### [Exercise details]
The stretch wanted below opens at the line containing "Implementations MUST put a point on every instance of the green" and closes at the line containing "Implementations MUST put a point on every instance of the purple". Please return it exactly, with no other lines.

### [Information provided]
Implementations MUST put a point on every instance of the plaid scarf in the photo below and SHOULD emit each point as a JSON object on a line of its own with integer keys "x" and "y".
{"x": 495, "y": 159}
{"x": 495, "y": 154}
* * *
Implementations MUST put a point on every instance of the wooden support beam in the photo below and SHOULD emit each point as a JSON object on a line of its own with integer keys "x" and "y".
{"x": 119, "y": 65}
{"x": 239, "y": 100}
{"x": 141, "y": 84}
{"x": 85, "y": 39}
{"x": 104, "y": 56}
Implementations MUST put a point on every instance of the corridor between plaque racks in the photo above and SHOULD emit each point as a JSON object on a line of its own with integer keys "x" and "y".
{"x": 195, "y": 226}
* * *
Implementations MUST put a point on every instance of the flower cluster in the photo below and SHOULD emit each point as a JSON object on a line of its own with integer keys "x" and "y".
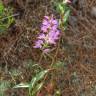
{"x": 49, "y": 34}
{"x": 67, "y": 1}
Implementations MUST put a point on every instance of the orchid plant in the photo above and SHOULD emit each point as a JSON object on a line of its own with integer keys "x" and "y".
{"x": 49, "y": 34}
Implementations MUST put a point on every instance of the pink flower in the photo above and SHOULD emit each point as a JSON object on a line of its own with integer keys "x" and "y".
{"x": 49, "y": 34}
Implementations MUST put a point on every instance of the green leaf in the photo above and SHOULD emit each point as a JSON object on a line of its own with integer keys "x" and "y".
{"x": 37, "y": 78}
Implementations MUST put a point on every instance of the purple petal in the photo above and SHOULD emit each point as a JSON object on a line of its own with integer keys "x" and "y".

### [Task answer]
Implementations MUST put a point on every instance of the green leaf in the photo above and SHOULD emit each point as a JSON object on a line of its own with integer keys "x" and "y".
{"x": 37, "y": 78}
Implementations MUST put a point on every instance of the purple petal in the photo above and SHOULD emit each point as a JSON object on a line of its own with integer keys "x" and "y".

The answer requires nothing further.